[[ Exercise material open ]]

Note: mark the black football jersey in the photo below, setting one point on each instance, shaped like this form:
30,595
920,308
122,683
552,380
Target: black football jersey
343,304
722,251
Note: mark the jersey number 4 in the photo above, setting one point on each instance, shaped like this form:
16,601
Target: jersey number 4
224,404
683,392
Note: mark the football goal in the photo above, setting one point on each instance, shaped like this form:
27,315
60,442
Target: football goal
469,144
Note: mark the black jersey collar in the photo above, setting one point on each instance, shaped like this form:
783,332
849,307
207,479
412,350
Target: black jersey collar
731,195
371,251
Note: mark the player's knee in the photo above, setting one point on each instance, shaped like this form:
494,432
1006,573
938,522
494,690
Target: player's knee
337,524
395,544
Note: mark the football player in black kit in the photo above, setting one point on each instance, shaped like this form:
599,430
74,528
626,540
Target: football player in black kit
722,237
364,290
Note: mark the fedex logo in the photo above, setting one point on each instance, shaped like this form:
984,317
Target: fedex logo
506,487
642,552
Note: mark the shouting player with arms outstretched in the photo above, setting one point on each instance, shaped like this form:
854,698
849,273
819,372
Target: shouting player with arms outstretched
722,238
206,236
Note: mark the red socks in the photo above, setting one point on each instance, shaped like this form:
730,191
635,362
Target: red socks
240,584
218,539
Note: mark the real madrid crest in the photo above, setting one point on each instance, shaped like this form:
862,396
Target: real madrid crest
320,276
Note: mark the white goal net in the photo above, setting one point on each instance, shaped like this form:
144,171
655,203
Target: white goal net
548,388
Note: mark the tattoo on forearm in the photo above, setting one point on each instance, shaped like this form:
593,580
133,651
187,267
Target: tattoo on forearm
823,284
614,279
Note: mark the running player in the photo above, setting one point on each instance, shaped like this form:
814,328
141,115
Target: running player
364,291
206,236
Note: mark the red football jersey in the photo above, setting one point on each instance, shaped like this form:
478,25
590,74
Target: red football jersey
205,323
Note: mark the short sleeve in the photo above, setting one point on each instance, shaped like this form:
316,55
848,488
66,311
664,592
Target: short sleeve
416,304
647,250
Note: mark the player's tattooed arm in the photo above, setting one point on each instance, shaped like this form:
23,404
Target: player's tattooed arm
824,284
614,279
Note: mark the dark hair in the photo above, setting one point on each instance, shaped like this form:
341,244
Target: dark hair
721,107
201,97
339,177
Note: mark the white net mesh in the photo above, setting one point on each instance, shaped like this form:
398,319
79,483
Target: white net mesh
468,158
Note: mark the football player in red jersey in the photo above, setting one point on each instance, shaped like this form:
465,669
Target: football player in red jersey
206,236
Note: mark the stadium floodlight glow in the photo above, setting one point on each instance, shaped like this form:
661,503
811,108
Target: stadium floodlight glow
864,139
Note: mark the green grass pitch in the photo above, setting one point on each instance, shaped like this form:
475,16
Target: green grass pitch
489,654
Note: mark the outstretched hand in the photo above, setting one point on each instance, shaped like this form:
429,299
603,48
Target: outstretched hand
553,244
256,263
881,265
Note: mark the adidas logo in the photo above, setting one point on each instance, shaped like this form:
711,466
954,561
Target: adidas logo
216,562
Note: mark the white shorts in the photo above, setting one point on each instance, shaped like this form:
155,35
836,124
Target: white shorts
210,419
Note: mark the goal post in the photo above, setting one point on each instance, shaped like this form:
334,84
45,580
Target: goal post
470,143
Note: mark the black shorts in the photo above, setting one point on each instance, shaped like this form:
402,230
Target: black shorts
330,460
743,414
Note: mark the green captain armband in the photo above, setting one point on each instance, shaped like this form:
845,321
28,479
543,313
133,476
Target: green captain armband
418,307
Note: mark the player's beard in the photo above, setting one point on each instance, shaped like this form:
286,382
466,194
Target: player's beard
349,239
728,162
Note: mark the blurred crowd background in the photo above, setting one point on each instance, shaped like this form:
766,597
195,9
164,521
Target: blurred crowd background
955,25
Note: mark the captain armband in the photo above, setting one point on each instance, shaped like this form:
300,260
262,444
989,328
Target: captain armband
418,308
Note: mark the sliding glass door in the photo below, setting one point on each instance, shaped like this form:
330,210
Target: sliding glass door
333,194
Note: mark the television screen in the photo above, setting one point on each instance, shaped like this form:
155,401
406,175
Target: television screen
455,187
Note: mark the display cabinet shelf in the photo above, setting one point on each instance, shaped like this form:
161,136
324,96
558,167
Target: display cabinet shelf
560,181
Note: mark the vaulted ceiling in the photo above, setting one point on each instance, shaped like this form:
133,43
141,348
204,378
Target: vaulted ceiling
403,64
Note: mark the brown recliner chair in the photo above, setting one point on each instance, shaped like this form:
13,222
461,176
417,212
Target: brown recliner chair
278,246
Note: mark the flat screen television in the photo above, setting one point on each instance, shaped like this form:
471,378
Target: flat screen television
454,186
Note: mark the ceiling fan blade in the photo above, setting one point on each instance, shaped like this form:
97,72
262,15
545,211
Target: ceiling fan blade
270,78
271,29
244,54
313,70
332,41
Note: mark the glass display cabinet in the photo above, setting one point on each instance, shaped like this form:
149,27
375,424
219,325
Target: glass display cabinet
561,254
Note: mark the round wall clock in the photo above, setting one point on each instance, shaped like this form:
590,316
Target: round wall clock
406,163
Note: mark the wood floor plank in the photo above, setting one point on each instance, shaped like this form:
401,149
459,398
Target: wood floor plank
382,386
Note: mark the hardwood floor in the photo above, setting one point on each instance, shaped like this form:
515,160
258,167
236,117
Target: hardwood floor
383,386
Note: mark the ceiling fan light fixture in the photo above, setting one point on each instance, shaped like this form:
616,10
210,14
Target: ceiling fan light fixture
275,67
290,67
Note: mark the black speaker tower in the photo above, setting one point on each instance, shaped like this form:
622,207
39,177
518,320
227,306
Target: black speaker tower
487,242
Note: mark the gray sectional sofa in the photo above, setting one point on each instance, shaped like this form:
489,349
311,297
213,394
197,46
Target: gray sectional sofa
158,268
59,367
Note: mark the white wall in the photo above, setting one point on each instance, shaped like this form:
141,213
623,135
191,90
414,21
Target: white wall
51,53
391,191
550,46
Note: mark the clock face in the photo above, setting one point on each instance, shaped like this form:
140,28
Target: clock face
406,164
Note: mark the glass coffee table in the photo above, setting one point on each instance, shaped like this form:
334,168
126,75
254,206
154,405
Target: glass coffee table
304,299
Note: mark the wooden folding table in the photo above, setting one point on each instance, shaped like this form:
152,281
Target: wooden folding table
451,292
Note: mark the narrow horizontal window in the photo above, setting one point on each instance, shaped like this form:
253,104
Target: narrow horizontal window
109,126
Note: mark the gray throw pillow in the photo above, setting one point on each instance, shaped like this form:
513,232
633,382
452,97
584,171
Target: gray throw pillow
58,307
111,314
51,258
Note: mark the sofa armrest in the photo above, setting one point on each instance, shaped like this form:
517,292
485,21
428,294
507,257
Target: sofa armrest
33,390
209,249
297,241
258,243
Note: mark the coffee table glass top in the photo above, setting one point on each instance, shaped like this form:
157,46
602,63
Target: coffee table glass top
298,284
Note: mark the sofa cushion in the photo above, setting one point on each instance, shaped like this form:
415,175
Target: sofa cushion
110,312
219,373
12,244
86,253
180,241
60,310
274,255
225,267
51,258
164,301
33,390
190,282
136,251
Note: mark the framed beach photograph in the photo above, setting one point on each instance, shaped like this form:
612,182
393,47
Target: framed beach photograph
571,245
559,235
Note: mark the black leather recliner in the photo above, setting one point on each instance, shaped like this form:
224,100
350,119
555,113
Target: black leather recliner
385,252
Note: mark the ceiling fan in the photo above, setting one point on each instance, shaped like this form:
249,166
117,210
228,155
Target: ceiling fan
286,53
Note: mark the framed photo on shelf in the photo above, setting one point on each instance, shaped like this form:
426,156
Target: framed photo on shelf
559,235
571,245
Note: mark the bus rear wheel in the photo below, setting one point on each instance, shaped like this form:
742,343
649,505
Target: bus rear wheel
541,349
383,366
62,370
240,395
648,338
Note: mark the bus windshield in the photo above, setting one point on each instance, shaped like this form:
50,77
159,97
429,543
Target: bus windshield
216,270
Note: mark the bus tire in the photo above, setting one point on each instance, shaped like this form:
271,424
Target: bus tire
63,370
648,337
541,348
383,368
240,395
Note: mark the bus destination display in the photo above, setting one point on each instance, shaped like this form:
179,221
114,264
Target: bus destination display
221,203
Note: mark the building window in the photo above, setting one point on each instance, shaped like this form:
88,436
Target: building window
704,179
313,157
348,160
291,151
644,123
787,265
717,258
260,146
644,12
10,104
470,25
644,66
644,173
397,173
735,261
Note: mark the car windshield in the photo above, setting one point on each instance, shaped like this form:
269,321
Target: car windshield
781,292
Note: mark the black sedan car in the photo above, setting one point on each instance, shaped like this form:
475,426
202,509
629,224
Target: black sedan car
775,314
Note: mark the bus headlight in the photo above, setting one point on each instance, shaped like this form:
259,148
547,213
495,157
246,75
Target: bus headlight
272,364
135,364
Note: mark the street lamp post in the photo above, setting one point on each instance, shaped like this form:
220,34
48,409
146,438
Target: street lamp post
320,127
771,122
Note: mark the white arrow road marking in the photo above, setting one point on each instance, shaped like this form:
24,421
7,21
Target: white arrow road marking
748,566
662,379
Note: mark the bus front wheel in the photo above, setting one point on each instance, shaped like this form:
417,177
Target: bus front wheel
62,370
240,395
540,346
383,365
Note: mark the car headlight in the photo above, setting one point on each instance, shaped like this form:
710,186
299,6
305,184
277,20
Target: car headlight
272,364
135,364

[[ Exercise material closed ]]

◆ About this exercise:
Wherever a line in the data above holds "below", copy that line.

◆ Your solution:
Note: mark the black football jersey in the photo below, setting one point on each instance, shaped like this form:
Note: mark the sliding glass door in the photo below, setting one point on each instance, shaped like this form:
Note: mark the bus rear wheel in the photo below, setting one point on each instance, shaped like this form:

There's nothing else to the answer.